Читаем Василий Гроссман в зеркале литературных интриг полностью

Ссылка на «дух большевизма» соответствовала актуальному пропагандистскому контексту. Из чего следовало, что редакторская подозрительность неуместна: «Я думал, что пишу для революции, а мне говорят, что я пишу против нее».

Просил Гроссман не только защиту, еще и совет. Именно литературного характера: «Второй мучительный вопрос – это вопрос о художественной стороне написанного мною. Я знаю, что не только первый блин бывает комом, но и второй и третий… Но Вас я хочу спросить о качестве муки. Ведь если мука тухлая, то лучше вовсе не печь блинов. Алексей Максимович, Вы коммунист и писатель, и никто, мне кажется, в мире не может так, как Вы, ответить на такие вопросы, посоветовать, поэтому я обращаюсь к Вам, хотя мне очень неловко занимать Ваше время. Если прочтете мою книгу и скажете свое мнение о ней, буду Вам глубоко благодарен».

Горький в партии не состоял. Назвав его «коммунистом», Гроссман ошибался или лукавил. Однако прагматика обращения была очевидна. Автор признал адресата еще и лучшим экспертом в области идеологической оценки литературного произведения.

Конечно, Гроссман не мог не знать, что Горький получает ежедневно от незнакомых ему авторов десятки, а то и сотни писем с просьбой о помощи, соответственно, все прочесть не в состоянии, отбором и рецензированием занимаются секретари. Обычно литераторам-дебютантам отказывали, но исключения бывали. Как правило, обусловленные неформальными отношениями с передававшими рукописи. Вероятно, Гроссман и рассчитывал на это.

Ответил Горький 17 октября 1932 года. Более тридцати лет спустя копия письма опубликована в тридцатом томе собрания сочинений[188].

Обращение к адресату публикация не содержит. Читал ли Горький рукопись или же положился на мнение секретаря – неизвестно. Похоже, что именно переосмыслил написанное рецензентом. Зато мнение гроссмановского редактора оспорил: «Лично я не вижу в повести тенденций контрреволюционных, но критика имеет основания усмотреть тенденции эти в “натурализме” автора».

Отсюда следовало, что обвинение в контрреволюционной пропаганде снято посредством горьковского авторитета. Получилось, что редактор неверно оценил гроссмановские интенции в силу неприятия литературного метода – «натурализма».

▶ [Задания]
(1) Выведите без изменений фрагмент отрывка о Гроссмане и Горьком, который открывается словами, содержащими "Конечно, Гроссман не", и завершается словами "рассчитывал на это.".
(2) Определите, согласуются ли с отрывком о Гроссмане и Горьком следующие утверждения. Для каждого ответьте «да» или «нет» и приведите решающие слова отрывка дословно.
(a) Горький состоял в партии.
(b) Горький ответил 17 октября 1932 года.
(c) Горький видел в повести контрреволюционные тенденции.
(3) Пожалуйста, допишите отрывок о Гроссмане и Горьком, начав сразу после его последнего предложения.
Строки взяты из другого источника.

▶ [Строки данных]
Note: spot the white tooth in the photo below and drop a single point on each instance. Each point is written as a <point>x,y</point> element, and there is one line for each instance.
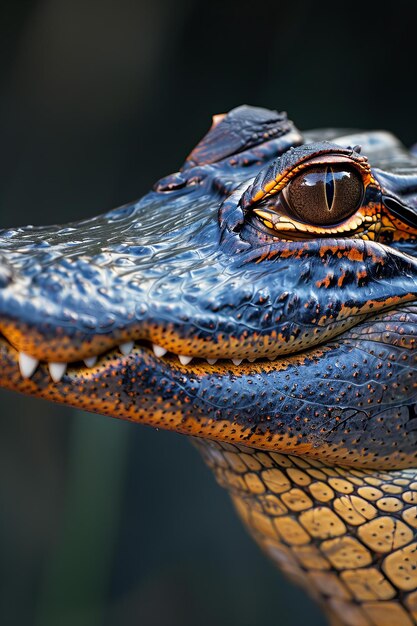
<point>158,351</point>
<point>27,364</point>
<point>57,370</point>
<point>184,360</point>
<point>126,348</point>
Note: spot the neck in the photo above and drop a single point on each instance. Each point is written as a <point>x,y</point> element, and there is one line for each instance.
<point>347,536</point>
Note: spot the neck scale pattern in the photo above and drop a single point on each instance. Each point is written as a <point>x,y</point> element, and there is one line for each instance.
<point>347,536</point>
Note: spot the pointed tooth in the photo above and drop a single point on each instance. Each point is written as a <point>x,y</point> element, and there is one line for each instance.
<point>57,370</point>
<point>126,348</point>
<point>91,361</point>
<point>27,364</point>
<point>184,360</point>
<point>158,350</point>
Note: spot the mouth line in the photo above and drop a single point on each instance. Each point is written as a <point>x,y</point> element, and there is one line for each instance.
<point>28,364</point>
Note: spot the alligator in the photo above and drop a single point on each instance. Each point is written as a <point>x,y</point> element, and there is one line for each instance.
<point>263,301</point>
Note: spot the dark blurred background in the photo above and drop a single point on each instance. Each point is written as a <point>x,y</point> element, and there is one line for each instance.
<point>104,522</point>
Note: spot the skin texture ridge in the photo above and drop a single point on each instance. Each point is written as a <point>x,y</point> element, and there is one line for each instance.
<point>262,300</point>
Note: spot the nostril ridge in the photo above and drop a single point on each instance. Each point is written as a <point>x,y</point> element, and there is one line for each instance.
<point>6,275</point>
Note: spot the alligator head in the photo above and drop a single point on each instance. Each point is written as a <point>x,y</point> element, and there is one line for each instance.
<point>264,294</point>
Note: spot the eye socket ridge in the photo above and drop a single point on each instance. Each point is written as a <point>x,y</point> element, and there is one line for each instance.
<point>325,194</point>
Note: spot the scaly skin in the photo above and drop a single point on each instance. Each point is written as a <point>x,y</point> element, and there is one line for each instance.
<point>247,254</point>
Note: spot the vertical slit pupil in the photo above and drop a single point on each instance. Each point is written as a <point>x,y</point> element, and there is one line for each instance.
<point>329,181</point>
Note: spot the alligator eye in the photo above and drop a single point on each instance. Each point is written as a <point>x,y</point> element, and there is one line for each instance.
<point>325,195</point>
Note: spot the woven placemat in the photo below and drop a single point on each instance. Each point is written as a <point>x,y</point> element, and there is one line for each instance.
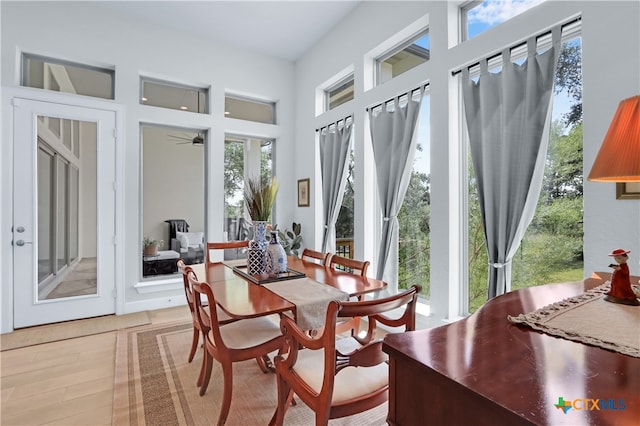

▶ [Итоговые ответы]
(1)
Конечно, Гроссман не мог не знать, что Горький получает ежедневно от незнакомых ему авторов десятки, а то и сотни писем с просьбой о помощи, соответственно, все прочесть не в состоянии, отбором и рецензированием занимаются секретари. Обычно литераторам-дебютантам отказывали, но исключения бывали. Как правило, обусловленные неформальными отношениями с передававшими рукописи. Вероятно, Гроссман и рассчитывал на это.

(2)
(a) Нет: «Горький в партии не состоял».
(b) Да: «Ответил Горький 17 октября 1932 года».
(c) Нет: «Лично я не вижу в повести тенденций контрреволюционных».

(3)
Впрочем, и редактор, по словам Горького, прав. Не полностью, разумеется, а лишь отчасти: «Я не могу назвать натурализм как прием изображения действительности приемом “контрреволюционным”, но уверенно считаю прием этот неверным, к нашей действительности неприменимым, искажающим ее».

Горький отверг гроссмановские ссылки на личный опыт. Подчеркнул, что автор повести напрасно «говорит: “Я писал правду”. Ему следовало бы поставить перед собой два вопроса: один – которую? другой – зачем? Известно, что существуют две правды и что в мире нашем количественно преобладает подлая и грязная правда прошлого, а – на смену ей – родилась и растет другая правда. Вне столкновения, вне борьбы этих правд нельзя понять ничего, это – тоже известно».

Таким образом, Горький указал, что в существующей редакции повесть для публикации неприемлема. И объяснил, почему так считает: «Автор неплохо видит правду прошлого, но не очень ясно понимает, что же ему делать с нею? Автор правдиво и со вкусом изобразил тупоумие шахтеров, пьянство, драки и вообще все то, что – должно быть – преобладает в его – автора – поле зрения. Конечно, это – правда, очень скверная, даже мучительная правда, с нею необходимо бороться, ее нужно без пощады истреблять. Ставит ли автор перед собой эту цель?».

Горький также подчеркнул, что сказанное нельзя воспринимать в качестве инвективы. Не исключалось, что автор нужную «цель ставит, но натурализм как прием не есть прием борьбы с действительностью, подлежащей уничтожению. Натурализм технически отмечает – “фиксирует” – факты; натурализм – ремесло фотографов, а фотограф может воспроизвести лицо человека только с одной, скажем, печальной улыбкой. Для того же, чтоб дать это лицо с улыбкой насмешливой или радостной, он должен сделать еще и еще снимок. Все они будут более или менее “правда”, но “правда” только для той минуты, когда человек жил печалью, или гневом, или радостью. Но правду о человеке во всей ее сложности фотограф и натуралист изображать – бессильны».

Стало быть, все беды – от пресловутого «натурализма». Его и следовало преодолеть: «В повести “Глюкауф” материал владеет автором, а не автор материалом. Автор рассматривает факты, стоя на одной плоскости с ними; конечно, это тоже “позиция”, но и материал, и автор выиграли бы, если б автор поставил пред собой вопрос: Зачем он пишет? Какую правду утверждает? Торжества какой правды хочет?».

Вывод же был вполне оптимистичен. Последняя фраза письма – своего рода характеристика автора повести: «Человек он – способный, и решить ему эти вопросы следует».

Гроссман добился результатов, пусть и минимальных. Отцу, вероятно, не сообщил тогда о горьковском отзыве. По крайней мере, в сохранившихся письмах таких сведений нет.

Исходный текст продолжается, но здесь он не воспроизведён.